[Begin Page text]
Even the CBN in August 2007 confessed in its Strategic Agenda for the Naira that its handling of public sector oil receipts (do include all other forex earnings) was out of tune with practices by central banks in successful economies. Based on that belated conviction and the fact that the CBN’s principal objects include “2(e) act as banker and provide economic and financial advice to the Federal Government,” why have the supposed thinking MPC/CBN continued to apply the same wrong methods ever since while assuring Nigerians that the economic measures being taken would produce beneficial results? Is that action not insanity a la Albert Einstein? Permit copious borrowing of analogy of insanity from Einstein for the purpose of driving comprehension of the country’s fiscal and monetary tragedy.

Now, the CBN Act made provisions for the MPC “to facilitate the attainment of the objective of price stability and to support the economic policy of the Federal Government… (and) have responsibility within the Bank for formulating monetary and credit policy.” However, MPC meeting communiques portray the committee merely as a body which receives briefing on aspects of global and domestic economy and then proceeds to beg the patronizing CBN management (it is led by the in-house MPC members) for a favour of continuing to operate measures which begot the disappointing GDP (PPP) scores and which had been precooked by the latter behind the back of external MPC members.

Fortuitously, the economic solution that government has drowned in loud silence is ensconced in recent CBN data and the latest two MPC communiques. In 2017, the overall federal fiscal deficit of N2.138 trillion as shown in Table 10 of CBN (Q4) Economic Report represents 1.9 per cent of the year’s GDP. The attendant inflation expectation of 1.9 per cent compared favourably with the IMF projected 2017 inflation of 1.7 per cent in advanced countries and bettered the projected inflation of 4.2 per cent for emerging markets and developing economies (EMDEs) to which Nigeria belongs. In fact, government has consistently observed the yearly Appropriation Act’s fiscal deficit ceiling of 3 per cent of GDP with attendant inflation expectation of 0-3 per cent, the range of price stability. That confirms concretely that inflation of 15-17 per cent experienced in 2017 was induced by CBN as will be shown shortly.
[End Page text]
## Work to complete
[a] According to the page text, what share of 2017 GDP did the overall federal fiscal deficit of N2.138 trillion represent?
[b] Rewrite the page text from "Even the CBN" up to and including "and monetary tragedy.", replacing "insanity" with "madness".
[Begin Listing]
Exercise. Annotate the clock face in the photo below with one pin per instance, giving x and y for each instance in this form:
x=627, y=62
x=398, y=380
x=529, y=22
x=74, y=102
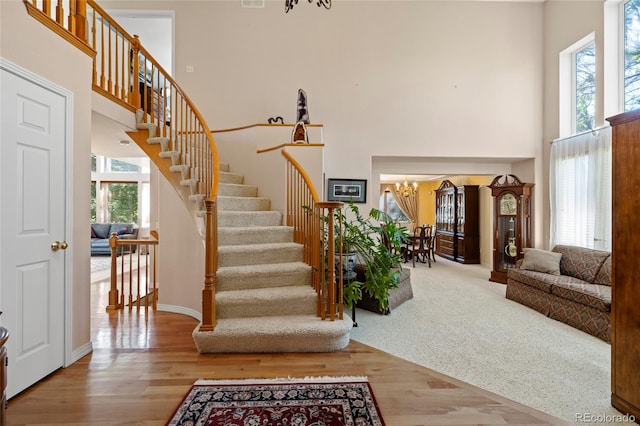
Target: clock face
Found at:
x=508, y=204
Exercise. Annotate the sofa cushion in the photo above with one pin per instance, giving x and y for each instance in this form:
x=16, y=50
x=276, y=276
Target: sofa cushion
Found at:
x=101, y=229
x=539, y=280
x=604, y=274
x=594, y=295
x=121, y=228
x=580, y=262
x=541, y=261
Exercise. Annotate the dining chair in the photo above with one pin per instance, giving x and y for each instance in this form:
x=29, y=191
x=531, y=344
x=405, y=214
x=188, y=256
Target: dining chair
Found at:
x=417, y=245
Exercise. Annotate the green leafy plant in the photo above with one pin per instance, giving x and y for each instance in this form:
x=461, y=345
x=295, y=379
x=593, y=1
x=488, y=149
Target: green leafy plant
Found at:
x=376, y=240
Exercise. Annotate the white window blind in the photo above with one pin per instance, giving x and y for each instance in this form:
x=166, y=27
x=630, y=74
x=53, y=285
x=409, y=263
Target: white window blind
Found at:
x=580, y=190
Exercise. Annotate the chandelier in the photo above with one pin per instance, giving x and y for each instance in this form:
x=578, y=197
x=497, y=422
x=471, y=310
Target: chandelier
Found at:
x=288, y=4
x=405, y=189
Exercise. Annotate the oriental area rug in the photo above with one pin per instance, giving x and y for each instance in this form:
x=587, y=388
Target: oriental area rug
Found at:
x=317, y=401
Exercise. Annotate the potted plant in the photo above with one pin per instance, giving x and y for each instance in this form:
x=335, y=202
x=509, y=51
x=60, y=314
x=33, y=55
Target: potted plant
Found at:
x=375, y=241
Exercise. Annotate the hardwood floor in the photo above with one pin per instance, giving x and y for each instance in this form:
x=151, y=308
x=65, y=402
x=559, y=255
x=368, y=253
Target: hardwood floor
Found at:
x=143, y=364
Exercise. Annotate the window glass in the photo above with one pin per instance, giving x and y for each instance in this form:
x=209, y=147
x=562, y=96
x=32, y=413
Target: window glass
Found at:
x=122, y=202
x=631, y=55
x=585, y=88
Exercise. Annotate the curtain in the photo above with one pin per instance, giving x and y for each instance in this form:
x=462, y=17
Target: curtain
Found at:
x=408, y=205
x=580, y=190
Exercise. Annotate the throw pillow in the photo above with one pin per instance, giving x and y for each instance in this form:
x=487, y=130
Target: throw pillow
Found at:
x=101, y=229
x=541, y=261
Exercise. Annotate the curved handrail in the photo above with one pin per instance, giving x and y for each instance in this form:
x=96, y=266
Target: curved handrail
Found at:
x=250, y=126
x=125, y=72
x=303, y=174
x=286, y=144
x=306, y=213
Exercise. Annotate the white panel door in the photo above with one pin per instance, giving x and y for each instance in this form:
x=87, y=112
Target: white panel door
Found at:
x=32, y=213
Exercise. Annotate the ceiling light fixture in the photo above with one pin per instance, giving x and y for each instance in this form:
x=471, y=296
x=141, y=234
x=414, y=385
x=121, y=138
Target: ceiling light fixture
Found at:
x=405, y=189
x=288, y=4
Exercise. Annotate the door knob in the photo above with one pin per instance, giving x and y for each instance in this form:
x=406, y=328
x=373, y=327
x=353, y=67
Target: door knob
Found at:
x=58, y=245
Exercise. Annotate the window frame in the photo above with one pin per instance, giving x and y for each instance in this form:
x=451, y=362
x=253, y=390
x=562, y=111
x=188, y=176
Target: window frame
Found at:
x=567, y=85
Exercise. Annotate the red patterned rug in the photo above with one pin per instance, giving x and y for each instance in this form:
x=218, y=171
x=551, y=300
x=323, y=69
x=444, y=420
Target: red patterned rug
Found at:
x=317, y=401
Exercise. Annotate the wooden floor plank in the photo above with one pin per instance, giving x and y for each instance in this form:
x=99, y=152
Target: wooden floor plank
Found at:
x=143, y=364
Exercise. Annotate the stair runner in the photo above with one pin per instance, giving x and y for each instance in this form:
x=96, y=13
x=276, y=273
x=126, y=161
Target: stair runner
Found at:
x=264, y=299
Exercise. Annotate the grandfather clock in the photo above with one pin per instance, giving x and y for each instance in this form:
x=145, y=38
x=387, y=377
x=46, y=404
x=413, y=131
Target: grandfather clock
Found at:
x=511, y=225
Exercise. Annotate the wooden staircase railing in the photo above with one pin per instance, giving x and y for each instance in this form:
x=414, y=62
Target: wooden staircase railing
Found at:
[End Listing]
[Begin Listing]
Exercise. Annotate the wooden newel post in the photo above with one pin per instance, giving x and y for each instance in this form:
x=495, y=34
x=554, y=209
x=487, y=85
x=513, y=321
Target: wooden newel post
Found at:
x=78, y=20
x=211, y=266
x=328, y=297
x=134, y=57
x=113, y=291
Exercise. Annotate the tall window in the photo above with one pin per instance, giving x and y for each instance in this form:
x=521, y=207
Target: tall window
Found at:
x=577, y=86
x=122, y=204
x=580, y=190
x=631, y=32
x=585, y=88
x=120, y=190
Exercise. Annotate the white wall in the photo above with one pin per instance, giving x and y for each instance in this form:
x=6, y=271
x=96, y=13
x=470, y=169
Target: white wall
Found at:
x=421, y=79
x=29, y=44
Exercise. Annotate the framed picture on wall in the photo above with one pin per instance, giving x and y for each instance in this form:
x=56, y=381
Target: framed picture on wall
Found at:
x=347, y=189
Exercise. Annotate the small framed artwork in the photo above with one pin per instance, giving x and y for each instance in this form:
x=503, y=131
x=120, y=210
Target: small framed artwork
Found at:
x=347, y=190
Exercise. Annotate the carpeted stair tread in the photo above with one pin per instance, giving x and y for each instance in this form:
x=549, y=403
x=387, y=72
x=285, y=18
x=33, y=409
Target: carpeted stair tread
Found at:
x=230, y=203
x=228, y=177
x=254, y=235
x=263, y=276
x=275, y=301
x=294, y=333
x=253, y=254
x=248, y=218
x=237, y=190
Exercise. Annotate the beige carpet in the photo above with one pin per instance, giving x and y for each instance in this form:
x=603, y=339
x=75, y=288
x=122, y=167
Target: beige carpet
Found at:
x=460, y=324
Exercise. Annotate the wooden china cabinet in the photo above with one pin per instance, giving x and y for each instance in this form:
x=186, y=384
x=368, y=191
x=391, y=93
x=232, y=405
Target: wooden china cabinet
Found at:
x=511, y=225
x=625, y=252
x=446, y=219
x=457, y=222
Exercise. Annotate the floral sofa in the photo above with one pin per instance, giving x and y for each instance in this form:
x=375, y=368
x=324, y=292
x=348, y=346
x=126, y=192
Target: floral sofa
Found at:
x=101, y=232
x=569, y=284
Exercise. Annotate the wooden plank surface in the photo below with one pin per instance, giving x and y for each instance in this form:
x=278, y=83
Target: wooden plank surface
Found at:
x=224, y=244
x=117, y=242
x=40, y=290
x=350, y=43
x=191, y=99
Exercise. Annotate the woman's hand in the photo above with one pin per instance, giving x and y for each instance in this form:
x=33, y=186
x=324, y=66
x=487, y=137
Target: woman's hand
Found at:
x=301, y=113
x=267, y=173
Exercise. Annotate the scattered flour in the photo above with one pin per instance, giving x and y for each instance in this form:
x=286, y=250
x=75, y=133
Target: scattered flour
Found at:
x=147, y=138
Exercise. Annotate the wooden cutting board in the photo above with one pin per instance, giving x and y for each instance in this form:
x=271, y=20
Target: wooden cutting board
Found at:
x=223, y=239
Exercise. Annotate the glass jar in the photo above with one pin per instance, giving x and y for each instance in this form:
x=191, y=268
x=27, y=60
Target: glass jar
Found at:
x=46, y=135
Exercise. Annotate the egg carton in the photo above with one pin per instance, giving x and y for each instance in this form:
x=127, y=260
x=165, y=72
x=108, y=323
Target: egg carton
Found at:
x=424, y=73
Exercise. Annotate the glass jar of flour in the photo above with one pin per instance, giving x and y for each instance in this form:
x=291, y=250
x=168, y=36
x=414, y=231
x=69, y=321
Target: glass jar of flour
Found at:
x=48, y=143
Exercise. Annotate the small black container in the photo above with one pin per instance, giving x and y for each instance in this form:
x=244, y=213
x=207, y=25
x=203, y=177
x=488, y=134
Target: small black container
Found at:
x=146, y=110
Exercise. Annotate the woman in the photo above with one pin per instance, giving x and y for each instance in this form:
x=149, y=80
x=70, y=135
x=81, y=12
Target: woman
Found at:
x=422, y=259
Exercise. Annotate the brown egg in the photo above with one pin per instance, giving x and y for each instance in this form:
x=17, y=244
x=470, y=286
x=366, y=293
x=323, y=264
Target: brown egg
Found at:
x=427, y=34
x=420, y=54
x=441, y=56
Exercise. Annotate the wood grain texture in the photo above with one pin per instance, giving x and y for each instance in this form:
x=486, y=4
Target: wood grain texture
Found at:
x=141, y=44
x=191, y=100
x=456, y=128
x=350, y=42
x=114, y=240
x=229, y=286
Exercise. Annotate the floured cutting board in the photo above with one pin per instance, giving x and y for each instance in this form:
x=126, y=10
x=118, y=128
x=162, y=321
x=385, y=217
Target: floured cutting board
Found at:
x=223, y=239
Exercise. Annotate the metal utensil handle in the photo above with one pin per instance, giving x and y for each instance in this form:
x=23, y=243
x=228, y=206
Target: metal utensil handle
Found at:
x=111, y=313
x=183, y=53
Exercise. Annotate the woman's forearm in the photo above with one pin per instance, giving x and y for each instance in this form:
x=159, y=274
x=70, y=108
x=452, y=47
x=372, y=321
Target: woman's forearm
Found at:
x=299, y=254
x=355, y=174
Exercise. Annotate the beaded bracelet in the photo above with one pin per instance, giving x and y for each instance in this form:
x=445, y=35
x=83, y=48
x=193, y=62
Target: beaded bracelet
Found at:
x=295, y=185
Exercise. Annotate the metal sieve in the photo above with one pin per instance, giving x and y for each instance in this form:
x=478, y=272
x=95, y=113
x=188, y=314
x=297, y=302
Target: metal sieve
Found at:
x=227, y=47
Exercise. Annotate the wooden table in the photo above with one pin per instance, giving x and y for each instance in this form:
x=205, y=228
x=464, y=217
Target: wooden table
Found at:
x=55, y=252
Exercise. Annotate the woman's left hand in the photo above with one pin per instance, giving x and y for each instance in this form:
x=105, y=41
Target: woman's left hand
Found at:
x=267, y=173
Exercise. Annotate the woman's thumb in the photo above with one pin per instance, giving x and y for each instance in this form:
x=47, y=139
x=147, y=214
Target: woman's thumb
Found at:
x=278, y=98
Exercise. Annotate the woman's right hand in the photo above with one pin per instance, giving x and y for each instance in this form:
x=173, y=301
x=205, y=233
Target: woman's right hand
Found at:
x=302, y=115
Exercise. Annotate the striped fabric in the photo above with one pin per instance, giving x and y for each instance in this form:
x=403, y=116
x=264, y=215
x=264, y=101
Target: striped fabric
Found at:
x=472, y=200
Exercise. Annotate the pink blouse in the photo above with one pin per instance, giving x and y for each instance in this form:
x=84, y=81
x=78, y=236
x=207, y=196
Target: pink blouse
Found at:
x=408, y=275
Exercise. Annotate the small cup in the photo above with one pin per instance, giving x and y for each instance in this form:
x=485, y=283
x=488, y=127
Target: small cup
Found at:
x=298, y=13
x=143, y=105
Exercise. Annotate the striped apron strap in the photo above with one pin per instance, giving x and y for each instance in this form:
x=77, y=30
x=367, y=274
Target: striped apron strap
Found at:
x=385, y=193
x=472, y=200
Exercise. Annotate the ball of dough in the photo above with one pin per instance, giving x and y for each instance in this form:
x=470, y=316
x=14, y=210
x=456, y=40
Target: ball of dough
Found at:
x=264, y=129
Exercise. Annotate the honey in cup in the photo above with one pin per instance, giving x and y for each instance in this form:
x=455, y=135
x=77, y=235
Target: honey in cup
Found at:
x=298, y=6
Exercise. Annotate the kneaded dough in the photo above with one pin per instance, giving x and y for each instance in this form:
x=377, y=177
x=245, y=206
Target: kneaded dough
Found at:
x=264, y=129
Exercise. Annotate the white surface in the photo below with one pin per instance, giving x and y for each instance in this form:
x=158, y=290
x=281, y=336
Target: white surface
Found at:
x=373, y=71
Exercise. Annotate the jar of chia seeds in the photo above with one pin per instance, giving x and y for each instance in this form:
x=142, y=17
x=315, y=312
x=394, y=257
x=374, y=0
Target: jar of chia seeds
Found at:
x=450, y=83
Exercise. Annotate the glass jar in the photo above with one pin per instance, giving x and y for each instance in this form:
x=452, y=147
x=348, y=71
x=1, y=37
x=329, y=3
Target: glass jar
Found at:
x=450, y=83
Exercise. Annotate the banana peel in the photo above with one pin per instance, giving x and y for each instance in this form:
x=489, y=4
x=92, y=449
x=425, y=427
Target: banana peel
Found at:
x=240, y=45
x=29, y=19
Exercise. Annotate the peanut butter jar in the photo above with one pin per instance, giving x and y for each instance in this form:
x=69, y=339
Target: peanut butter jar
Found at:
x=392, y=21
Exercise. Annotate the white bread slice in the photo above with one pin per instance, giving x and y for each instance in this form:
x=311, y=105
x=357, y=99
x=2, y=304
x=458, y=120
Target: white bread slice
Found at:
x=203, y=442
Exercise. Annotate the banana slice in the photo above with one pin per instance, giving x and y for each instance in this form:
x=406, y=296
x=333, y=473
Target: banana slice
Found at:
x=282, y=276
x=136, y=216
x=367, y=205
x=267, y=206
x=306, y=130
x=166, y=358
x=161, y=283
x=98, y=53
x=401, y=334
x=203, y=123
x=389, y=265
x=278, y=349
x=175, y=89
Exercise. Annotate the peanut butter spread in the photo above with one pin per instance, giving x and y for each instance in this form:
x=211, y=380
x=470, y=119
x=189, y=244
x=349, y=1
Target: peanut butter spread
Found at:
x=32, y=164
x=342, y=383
[End Listing]
[Begin Listing]
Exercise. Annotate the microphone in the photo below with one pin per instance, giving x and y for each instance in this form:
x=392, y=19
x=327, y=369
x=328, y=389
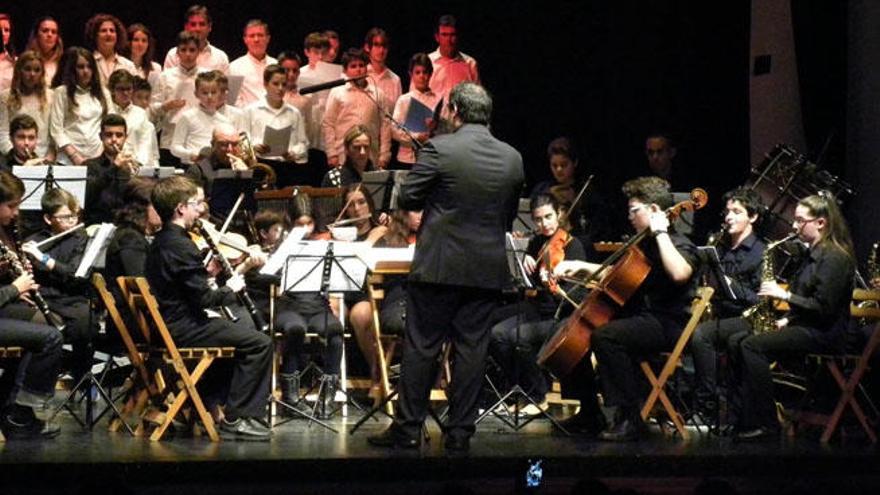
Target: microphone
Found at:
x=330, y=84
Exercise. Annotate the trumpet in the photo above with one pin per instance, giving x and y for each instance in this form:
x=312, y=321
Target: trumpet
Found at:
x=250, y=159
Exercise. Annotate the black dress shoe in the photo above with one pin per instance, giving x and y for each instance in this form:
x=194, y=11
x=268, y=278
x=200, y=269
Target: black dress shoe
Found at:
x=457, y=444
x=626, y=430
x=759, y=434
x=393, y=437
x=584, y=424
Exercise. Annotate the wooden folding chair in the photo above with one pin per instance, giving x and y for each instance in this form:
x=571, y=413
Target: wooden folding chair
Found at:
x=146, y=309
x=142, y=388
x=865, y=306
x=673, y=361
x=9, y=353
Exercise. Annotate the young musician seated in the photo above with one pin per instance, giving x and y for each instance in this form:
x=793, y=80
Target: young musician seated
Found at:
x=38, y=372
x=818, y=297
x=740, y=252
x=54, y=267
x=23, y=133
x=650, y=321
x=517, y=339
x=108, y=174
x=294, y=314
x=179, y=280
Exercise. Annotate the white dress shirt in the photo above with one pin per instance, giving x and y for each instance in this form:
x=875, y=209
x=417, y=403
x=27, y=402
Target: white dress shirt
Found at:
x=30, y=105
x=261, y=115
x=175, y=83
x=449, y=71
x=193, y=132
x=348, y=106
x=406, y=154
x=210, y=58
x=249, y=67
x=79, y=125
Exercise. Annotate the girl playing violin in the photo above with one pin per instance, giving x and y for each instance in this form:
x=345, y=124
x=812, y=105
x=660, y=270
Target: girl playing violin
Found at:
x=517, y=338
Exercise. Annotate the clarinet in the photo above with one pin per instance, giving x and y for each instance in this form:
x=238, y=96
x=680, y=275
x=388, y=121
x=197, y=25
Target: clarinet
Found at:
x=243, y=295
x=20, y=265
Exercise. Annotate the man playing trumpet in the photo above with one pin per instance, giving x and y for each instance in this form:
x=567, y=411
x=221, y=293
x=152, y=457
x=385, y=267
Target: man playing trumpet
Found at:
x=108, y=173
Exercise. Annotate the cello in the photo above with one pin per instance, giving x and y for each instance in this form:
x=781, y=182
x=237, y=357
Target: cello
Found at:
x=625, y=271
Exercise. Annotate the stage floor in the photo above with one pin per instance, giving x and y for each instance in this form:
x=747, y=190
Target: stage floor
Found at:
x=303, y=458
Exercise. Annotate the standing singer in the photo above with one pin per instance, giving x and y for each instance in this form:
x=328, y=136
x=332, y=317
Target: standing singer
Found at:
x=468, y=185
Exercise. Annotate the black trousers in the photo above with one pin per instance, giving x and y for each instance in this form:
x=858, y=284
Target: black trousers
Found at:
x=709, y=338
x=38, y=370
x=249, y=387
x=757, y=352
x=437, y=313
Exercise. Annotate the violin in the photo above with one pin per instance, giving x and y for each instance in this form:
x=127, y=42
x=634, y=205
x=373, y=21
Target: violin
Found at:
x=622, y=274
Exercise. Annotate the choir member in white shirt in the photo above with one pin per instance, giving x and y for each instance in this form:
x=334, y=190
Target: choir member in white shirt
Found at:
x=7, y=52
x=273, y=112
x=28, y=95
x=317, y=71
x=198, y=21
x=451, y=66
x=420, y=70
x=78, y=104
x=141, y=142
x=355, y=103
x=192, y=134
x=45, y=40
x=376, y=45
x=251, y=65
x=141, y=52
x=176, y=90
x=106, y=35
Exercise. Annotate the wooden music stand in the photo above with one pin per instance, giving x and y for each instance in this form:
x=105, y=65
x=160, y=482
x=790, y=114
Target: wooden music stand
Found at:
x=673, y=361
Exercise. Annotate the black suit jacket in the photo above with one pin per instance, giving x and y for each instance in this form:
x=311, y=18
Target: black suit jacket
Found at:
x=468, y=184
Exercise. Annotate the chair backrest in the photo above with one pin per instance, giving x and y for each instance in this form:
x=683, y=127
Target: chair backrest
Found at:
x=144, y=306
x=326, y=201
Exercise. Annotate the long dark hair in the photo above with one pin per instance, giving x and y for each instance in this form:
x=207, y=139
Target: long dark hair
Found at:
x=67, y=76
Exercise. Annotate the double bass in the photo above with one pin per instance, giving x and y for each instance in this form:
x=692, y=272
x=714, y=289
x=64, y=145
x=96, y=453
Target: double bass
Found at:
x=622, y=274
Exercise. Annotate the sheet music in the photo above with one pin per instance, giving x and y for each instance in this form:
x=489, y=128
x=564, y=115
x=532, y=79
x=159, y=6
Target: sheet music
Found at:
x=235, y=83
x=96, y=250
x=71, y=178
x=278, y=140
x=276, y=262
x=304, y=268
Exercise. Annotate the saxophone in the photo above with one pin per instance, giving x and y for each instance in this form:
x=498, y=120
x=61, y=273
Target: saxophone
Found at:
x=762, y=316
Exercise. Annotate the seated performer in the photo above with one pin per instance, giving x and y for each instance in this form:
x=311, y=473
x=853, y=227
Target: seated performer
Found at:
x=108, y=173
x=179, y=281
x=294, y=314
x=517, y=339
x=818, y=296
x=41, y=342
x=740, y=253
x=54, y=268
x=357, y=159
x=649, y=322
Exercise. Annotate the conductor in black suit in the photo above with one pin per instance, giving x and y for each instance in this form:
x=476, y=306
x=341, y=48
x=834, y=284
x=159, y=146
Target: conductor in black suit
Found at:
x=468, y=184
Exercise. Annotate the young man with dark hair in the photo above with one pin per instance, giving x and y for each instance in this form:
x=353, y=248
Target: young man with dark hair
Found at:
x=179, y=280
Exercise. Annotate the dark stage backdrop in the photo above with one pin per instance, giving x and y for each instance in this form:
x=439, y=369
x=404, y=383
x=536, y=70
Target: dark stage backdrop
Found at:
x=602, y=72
[End Listing]
## Responses to the tasks
[a] 1.9 per cent

[b]
Even the CBN in August 2007 confessed in its Strategic Agenda for the Naira that its handling of public sector oil receipts (do include all other forex earnings) was out of tune with practices by central banks in successful economies. Based on that belated conviction and the fact that the CBN’s principal objects include “2(e) act as banker and provide economic and financial advice to the Federal Government,” why have the supposed thinking MPC/CBN continued to apply the same wrong methods ever since while assuring Nigerians that the economic measures being taken would produce beneficial results? Is that action not madness a la Albert Einstein? Permit copious borrowing of analogy of madness from Einstein for the purpose of driving comprehension of the country’s fiscal and monetary tragedy.